YOUR TASK
Copy out the lines below word for word, from the line holding "job: trace every instance of the distant" through the line holding "752 175 L 740", including both of those lines.

----- GIVEN RECORDS

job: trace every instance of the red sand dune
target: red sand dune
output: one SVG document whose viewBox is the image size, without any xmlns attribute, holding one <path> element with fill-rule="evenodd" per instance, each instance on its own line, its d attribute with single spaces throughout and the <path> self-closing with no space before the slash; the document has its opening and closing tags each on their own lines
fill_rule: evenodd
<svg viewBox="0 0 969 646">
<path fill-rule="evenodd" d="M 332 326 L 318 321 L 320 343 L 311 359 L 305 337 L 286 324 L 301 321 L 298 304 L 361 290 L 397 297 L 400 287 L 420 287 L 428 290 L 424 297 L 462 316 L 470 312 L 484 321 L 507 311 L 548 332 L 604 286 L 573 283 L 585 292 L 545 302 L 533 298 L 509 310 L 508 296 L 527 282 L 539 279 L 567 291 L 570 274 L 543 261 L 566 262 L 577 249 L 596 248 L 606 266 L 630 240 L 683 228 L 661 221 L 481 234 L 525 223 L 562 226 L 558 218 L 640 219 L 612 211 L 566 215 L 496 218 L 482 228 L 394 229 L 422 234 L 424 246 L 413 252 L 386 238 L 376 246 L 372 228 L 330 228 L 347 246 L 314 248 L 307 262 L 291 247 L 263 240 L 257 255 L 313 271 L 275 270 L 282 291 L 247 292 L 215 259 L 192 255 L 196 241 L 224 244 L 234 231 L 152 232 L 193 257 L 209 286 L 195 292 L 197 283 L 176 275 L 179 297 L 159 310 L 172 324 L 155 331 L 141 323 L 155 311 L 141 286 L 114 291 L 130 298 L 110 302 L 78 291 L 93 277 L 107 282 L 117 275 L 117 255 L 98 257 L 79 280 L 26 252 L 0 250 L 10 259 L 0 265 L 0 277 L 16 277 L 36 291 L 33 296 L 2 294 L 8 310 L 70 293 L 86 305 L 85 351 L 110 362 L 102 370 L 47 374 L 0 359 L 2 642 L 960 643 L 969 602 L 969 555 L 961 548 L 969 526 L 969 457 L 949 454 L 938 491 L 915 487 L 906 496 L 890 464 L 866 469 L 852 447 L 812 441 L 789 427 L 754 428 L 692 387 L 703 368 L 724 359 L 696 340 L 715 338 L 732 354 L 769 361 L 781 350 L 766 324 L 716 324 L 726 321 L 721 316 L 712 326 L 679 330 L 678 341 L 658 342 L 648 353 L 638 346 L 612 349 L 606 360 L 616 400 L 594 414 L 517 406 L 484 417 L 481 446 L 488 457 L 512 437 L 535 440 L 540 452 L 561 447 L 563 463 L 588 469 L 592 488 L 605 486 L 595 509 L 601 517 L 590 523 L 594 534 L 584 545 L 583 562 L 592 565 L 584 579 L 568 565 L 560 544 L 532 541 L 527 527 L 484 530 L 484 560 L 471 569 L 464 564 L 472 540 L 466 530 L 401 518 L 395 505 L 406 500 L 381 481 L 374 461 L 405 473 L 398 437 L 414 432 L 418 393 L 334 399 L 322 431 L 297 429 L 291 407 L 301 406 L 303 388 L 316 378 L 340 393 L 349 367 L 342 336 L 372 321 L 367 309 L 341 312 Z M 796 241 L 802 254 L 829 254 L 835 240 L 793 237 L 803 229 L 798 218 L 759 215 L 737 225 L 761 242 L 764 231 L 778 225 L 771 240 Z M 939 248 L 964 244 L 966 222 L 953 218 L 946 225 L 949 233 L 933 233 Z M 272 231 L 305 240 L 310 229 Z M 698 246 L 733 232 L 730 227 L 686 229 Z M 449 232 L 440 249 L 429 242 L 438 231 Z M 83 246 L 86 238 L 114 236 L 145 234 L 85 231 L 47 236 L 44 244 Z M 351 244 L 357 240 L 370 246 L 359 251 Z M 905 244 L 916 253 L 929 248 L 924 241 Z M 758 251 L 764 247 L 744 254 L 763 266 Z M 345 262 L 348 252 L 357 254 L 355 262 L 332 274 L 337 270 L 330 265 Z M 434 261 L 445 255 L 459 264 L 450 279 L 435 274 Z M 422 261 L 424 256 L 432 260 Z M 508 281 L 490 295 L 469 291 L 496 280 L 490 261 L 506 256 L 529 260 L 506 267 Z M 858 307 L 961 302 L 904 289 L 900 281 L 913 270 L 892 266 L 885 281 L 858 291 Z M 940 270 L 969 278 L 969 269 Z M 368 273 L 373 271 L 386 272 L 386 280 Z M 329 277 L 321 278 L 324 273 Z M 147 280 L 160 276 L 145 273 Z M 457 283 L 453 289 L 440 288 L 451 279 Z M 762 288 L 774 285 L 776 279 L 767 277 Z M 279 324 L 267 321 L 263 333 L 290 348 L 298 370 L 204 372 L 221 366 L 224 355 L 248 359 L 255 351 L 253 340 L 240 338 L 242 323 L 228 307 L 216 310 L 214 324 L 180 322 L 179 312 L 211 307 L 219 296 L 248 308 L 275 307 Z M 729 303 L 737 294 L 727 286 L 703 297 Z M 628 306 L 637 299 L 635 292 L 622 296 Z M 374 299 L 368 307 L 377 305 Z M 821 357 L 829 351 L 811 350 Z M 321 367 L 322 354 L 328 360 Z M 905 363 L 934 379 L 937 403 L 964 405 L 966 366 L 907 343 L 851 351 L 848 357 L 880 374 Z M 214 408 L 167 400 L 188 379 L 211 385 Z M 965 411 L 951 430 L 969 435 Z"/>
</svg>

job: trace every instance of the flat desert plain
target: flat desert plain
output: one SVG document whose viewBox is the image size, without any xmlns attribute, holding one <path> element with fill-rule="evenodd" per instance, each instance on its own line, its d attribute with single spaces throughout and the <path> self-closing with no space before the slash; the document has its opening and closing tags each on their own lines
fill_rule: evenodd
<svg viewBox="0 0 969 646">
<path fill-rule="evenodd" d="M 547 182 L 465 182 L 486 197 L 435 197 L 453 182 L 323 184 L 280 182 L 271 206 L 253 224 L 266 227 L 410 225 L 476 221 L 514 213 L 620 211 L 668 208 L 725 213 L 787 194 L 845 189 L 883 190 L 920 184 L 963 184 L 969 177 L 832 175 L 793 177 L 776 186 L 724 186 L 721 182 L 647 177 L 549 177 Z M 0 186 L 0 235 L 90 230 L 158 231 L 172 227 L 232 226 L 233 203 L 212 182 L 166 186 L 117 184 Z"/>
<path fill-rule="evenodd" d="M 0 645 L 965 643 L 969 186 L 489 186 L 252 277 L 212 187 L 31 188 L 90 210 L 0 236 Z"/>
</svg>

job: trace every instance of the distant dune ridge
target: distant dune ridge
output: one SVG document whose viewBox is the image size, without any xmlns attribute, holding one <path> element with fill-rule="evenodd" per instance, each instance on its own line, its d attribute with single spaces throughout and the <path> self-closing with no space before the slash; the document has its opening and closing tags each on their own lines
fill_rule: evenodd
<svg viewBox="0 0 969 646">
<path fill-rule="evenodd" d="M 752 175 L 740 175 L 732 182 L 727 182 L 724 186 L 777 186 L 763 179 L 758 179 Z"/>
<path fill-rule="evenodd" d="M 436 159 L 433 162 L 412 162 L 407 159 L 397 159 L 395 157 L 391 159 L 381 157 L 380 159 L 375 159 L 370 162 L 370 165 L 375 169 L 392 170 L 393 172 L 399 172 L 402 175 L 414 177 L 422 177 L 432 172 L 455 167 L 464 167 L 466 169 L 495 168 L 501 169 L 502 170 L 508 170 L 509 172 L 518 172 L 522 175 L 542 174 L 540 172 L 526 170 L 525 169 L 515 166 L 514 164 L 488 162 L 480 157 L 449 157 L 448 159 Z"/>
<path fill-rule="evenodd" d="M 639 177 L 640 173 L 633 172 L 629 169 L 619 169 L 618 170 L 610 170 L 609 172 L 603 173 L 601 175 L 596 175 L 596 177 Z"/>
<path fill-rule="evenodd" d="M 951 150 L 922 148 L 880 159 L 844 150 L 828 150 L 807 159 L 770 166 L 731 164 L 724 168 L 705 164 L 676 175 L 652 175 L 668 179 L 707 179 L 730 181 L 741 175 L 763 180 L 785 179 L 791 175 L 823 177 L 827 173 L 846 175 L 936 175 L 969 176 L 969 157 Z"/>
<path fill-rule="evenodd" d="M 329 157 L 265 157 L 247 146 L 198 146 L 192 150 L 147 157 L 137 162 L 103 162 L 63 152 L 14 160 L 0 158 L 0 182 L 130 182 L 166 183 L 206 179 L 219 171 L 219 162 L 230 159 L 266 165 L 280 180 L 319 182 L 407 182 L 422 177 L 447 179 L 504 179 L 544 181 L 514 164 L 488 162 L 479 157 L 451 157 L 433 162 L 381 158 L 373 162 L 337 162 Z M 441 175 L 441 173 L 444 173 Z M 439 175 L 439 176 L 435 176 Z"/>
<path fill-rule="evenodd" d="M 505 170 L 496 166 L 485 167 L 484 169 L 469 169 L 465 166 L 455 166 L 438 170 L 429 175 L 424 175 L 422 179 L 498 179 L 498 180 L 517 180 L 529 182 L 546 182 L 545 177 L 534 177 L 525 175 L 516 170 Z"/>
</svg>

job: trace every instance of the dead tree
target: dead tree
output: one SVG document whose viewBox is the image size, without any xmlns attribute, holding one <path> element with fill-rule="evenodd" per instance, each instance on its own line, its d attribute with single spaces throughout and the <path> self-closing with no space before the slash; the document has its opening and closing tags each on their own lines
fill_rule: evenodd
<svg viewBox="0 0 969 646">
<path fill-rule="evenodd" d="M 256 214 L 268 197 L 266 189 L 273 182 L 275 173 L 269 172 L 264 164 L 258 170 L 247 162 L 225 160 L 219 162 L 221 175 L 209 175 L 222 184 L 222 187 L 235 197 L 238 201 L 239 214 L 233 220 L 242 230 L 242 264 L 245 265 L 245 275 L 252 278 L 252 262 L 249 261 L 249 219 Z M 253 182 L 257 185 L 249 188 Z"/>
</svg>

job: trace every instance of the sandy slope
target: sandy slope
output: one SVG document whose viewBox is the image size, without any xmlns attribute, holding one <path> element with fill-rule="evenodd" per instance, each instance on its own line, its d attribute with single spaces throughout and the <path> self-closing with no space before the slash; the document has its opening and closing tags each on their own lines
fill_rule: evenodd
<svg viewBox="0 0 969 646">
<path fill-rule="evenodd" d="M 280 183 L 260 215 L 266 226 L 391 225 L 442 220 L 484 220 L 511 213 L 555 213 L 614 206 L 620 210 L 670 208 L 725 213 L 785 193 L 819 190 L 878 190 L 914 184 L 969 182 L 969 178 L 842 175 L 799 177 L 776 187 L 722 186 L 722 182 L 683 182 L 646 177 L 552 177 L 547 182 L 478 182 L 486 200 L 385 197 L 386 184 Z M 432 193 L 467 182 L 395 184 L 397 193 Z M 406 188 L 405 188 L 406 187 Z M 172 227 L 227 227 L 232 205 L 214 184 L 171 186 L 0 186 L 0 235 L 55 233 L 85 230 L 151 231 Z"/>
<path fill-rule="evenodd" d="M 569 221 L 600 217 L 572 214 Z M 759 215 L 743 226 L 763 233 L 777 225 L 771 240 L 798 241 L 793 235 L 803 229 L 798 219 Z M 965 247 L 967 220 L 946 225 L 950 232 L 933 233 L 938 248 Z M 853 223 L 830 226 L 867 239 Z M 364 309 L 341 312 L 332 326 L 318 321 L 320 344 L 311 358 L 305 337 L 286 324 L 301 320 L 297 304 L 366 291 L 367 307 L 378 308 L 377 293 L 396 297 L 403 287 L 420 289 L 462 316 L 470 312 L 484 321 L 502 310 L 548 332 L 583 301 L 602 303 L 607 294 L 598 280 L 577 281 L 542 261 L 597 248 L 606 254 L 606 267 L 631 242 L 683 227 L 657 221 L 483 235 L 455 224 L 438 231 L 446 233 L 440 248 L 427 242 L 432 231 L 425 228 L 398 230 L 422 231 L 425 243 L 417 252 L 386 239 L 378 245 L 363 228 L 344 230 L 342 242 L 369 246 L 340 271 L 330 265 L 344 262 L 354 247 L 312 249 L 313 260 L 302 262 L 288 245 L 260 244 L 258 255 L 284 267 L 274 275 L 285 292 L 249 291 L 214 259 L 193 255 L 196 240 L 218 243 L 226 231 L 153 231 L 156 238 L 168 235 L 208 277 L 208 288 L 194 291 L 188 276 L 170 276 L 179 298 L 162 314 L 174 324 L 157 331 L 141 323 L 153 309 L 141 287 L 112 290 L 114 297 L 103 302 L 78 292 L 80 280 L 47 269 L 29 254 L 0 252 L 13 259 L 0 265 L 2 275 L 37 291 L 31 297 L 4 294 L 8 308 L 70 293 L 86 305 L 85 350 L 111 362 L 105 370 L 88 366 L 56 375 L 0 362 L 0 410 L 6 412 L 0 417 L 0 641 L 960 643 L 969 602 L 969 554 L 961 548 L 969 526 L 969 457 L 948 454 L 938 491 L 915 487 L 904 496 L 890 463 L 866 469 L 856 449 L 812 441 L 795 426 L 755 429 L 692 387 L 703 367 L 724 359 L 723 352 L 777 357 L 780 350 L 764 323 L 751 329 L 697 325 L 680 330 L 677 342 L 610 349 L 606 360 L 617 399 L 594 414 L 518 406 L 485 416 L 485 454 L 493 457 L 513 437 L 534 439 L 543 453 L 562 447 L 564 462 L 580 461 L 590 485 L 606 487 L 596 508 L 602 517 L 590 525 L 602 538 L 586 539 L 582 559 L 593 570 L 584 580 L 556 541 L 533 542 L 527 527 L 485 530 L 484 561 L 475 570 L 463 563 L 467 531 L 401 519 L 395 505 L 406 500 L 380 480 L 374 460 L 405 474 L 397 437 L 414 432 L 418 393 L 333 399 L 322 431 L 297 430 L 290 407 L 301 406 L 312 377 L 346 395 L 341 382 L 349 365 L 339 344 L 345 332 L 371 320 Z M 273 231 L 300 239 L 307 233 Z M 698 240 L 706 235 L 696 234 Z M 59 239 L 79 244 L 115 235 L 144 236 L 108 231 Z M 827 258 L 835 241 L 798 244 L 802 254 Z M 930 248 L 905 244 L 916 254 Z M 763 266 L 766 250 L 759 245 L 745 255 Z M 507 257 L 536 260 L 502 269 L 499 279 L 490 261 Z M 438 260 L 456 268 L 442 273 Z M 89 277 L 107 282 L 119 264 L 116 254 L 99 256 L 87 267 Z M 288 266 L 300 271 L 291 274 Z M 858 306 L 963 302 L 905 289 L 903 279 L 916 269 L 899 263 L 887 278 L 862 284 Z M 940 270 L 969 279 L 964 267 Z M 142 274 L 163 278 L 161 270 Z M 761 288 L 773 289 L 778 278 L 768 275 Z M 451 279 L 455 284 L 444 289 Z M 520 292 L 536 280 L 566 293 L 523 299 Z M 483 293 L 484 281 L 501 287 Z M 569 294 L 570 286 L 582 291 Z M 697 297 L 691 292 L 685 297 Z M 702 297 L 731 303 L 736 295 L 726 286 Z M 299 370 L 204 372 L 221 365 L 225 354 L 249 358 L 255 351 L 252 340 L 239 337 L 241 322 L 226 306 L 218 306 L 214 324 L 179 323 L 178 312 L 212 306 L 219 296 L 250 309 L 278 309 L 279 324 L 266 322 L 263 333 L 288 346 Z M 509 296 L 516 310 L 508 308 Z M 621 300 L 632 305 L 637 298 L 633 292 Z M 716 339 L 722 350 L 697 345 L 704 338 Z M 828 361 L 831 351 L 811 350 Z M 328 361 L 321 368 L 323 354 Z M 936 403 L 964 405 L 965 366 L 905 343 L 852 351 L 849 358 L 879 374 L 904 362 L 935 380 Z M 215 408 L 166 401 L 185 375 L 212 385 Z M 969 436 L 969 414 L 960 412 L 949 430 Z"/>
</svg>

----------

EXERCISE RESULT
job: trace every instance of the distant dune ridge
target: distant dune ridge
output: one SVG document whose viewBox is the image size, without any xmlns attribute, holding one <path> element with fill-rule="evenodd" per instance, each instance on its own line, its d attribute with single spaces throughout and the <path> self-closing with no space before the slash; the document has its opening and closing tags each on their own lines
fill_rule: evenodd
<svg viewBox="0 0 969 646">
<path fill-rule="evenodd" d="M 752 175 L 740 175 L 732 182 L 727 182 L 724 186 L 777 186 L 763 179 L 758 179 Z"/>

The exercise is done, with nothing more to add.